• _Goal_
Would it be possible to quote, exactly and in full, the lines from the one with "point: corrugated metal" through the end of the entries below?

• _Input for this task_
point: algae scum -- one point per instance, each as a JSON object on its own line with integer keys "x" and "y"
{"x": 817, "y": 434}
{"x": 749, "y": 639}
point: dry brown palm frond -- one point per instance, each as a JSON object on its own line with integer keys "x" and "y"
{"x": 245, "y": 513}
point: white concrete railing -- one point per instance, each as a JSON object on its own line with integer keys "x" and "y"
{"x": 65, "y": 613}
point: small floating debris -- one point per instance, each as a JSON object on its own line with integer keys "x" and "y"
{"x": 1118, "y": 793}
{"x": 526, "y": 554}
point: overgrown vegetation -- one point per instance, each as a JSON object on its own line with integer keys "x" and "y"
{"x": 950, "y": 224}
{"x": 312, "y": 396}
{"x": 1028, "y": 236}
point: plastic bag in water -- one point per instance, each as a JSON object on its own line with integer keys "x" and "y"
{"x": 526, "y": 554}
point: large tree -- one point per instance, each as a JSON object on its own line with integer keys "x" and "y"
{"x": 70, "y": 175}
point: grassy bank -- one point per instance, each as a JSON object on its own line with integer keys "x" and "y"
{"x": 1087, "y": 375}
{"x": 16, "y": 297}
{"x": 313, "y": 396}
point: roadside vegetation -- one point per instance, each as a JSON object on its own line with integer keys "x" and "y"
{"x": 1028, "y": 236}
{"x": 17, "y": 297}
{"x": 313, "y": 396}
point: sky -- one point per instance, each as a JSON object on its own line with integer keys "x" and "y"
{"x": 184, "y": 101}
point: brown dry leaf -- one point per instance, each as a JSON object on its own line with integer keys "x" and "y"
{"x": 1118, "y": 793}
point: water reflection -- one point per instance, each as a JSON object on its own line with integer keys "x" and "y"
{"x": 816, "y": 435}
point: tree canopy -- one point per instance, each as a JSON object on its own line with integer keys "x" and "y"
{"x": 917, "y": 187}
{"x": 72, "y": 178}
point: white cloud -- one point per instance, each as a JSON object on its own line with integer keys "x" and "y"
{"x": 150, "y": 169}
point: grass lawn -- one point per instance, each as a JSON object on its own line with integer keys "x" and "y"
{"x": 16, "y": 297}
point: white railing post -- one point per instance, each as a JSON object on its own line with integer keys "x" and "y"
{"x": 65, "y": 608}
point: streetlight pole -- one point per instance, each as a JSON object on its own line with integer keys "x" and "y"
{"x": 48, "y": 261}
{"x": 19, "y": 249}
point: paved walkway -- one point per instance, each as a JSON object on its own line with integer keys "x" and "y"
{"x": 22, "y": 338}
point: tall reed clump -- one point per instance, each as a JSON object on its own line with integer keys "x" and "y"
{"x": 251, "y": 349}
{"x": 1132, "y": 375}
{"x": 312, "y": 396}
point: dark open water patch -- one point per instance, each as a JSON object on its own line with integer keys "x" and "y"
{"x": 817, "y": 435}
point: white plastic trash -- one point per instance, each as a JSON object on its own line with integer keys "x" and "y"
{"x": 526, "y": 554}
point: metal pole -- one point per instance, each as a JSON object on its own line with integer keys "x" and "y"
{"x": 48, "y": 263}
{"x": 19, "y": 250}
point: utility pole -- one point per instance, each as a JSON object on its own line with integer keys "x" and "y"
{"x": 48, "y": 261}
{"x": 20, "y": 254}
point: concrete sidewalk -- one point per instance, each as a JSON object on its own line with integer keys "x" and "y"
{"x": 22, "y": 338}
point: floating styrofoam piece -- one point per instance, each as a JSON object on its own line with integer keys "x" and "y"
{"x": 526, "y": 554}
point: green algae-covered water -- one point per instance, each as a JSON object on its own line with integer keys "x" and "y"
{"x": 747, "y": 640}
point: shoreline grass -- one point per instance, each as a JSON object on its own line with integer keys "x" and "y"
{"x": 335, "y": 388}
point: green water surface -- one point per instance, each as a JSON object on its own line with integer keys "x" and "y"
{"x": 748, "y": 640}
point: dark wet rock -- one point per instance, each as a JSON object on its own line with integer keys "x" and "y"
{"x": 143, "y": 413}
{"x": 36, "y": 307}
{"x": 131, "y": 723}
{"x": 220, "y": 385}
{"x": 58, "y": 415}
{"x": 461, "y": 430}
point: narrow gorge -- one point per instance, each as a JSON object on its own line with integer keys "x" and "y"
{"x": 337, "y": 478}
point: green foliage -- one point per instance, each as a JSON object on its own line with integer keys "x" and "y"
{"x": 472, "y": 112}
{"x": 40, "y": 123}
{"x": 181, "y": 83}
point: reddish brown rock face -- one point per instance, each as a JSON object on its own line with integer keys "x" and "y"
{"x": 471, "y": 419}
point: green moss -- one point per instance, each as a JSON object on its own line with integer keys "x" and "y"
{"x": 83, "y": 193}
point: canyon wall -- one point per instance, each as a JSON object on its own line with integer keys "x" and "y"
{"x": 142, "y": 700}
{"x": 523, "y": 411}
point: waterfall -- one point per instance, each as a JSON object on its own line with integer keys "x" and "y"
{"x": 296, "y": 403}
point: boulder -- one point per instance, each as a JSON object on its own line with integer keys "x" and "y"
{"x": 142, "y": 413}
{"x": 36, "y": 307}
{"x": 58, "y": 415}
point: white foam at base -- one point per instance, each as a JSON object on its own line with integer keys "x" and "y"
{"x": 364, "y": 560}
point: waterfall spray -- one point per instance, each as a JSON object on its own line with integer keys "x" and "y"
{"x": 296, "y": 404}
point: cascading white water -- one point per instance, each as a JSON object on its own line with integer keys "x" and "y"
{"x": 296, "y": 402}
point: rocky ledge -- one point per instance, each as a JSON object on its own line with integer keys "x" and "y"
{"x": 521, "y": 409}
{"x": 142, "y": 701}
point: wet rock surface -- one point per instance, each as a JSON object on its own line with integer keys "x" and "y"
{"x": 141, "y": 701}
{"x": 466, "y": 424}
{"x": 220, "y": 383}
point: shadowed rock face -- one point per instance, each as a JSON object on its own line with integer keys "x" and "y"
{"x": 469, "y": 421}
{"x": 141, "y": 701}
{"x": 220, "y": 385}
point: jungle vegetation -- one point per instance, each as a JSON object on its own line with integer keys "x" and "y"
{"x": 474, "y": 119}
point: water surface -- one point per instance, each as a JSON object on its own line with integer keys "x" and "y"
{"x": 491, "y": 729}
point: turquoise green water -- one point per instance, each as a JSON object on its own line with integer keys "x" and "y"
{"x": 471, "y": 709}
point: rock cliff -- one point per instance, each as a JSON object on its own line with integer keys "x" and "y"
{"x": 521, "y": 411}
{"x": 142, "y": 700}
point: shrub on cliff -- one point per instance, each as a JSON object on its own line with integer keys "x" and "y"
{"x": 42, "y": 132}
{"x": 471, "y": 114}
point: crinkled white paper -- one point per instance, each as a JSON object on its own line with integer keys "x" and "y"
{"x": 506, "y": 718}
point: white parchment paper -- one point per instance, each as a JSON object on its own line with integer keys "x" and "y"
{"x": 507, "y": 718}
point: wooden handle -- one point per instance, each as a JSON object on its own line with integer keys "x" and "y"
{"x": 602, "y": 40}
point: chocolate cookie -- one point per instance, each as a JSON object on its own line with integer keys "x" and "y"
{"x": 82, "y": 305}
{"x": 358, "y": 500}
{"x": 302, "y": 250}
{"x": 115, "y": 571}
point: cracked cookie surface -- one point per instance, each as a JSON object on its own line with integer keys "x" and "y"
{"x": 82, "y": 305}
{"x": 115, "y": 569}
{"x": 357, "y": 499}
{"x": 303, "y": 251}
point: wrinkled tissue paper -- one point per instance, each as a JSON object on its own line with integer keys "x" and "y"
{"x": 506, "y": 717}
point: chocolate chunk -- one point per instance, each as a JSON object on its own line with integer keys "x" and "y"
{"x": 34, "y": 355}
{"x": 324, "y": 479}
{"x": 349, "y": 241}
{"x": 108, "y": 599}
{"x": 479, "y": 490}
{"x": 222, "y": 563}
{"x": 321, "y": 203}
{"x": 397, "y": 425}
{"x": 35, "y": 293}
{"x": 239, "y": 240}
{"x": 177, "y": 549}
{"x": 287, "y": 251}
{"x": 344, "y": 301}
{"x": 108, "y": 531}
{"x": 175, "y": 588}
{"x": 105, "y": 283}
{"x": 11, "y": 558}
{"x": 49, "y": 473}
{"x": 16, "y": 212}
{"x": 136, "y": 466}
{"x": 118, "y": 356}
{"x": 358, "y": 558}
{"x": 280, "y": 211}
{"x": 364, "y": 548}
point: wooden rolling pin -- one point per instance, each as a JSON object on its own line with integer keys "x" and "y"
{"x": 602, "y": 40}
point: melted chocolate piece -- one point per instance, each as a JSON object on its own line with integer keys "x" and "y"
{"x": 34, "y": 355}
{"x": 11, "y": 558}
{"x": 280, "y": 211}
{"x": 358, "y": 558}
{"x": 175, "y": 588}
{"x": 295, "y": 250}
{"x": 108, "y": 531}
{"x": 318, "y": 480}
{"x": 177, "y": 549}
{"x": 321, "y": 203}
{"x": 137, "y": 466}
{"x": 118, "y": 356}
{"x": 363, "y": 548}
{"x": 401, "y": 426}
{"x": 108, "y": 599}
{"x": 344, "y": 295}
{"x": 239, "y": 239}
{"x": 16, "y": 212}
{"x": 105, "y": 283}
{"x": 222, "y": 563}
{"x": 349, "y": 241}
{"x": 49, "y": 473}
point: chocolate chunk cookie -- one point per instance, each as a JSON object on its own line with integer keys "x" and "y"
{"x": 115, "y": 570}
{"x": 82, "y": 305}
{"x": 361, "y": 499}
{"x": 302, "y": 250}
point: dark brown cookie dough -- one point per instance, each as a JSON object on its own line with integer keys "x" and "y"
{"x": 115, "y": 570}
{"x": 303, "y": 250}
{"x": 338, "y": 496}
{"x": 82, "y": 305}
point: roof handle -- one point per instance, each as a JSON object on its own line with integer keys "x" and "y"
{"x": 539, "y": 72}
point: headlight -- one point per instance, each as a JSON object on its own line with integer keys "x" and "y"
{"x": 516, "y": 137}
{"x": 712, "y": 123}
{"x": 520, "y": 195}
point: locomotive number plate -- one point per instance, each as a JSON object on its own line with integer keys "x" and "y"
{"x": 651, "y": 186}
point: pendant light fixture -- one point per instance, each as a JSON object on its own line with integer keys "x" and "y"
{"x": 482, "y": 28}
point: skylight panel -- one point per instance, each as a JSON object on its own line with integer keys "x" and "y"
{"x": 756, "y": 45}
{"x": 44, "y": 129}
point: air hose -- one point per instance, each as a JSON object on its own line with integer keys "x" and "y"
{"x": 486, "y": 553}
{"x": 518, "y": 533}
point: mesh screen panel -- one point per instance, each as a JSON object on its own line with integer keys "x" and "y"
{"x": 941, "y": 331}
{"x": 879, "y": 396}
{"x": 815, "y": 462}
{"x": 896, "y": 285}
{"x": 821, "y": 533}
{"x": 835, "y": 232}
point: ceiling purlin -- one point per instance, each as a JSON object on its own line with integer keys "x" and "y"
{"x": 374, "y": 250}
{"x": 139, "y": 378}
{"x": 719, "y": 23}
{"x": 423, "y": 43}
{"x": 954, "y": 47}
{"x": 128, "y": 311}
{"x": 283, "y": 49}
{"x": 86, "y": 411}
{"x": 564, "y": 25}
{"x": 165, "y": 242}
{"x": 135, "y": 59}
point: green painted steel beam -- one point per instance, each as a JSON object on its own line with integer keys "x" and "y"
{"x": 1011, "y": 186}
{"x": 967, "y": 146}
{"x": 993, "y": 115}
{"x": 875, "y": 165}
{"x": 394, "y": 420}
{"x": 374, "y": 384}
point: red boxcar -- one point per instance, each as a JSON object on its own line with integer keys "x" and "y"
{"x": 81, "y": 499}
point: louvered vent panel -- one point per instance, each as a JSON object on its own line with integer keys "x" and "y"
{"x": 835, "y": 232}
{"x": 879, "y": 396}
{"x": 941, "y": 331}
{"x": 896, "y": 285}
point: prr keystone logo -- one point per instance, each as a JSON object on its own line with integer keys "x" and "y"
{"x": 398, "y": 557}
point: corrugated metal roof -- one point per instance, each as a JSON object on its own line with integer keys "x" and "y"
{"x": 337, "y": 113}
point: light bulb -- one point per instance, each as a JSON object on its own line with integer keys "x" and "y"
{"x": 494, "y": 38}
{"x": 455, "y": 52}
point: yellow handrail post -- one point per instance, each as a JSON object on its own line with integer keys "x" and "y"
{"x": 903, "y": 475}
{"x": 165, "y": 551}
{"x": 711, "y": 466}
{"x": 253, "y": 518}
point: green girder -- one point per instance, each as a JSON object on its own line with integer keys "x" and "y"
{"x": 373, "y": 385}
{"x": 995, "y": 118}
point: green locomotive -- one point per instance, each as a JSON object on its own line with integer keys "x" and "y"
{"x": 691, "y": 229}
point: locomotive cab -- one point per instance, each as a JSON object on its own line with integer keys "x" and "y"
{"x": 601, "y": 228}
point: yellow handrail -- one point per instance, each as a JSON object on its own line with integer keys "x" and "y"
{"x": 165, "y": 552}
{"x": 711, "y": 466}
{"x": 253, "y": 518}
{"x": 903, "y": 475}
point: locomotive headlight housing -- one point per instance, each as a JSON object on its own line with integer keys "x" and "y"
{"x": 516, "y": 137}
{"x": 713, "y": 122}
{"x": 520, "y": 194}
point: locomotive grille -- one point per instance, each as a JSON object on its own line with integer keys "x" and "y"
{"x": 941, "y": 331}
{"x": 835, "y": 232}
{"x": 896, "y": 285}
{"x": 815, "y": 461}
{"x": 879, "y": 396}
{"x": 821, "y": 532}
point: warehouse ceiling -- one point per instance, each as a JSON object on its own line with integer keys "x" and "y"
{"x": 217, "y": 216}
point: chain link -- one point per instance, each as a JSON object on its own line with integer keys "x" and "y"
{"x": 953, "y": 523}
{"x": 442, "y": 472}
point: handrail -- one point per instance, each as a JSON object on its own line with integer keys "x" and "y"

• _The solution_
point: corrugated metal roof -- one point per instance, each as a JSON object on its own line with integer keys "x" and "y"
{"x": 337, "y": 113}
point: light bulb -- one point per instance, each as a JSON object on its own line with integer keys "x" and "y"
{"x": 494, "y": 38}
{"x": 455, "y": 52}
point: yellow handrail post -- one point per instance, each as a JSON object on its own line with integer keys "x" and "y"
{"x": 903, "y": 475}
{"x": 165, "y": 551}
{"x": 711, "y": 466}
{"x": 253, "y": 518}
point: green girder -- one point per instance, each as a JSON object on its own line with integer keys "x" and "y"
{"x": 373, "y": 385}
{"x": 995, "y": 118}
point: green locomotive -- one point per instance, each as a JSON object on its own line with integer keys "x" and "y"
{"x": 691, "y": 229}
point: locomotive cab -- one point per instance, each as a JSON object on its own line with integer keys "x" and "y"
{"x": 601, "y": 228}
point: yellow handrail -- one point per instance, each as a JSON object on its own line with integer keys "x" and "y"
{"x": 165, "y": 552}
{"x": 711, "y": 466}
{"x": 253, "y": 518}
{"x": 903, "y": 475}
point: locomotive headlight housing -- one point per instance, each as a JSON object on its own line with integer keys "x" and "y"
{"x": 516, "y": 137}
{"x": 713, "y": 122}
{"x": 520, "y": 194}
point: locomotive grille -- one point per instance, each as a JSON object on its own line with integer keys "x" and "y"
{"x": 941, "y": 331}
{"x": 835, "y": 232}
{"x": 896, "y": 285}
{"x": 815, "y": 461}
{"x": 879, "y": 396}
{"x": 821, "y": 532}
point: warehouse ceiling -- one point per instance, each as a JSON object on its own line with integer keys "x" and "y"
{"x": 217, "y": 216}
point: chain link -- one point per instance, each as a JSON object on its own line with integer keys "x" and "y"
{"x": 953, "y": 523}
{"x": 442, "y": 472}
point: handrail -- one point per instance, each as a JSON object on its own line with integer keys "x" and "y"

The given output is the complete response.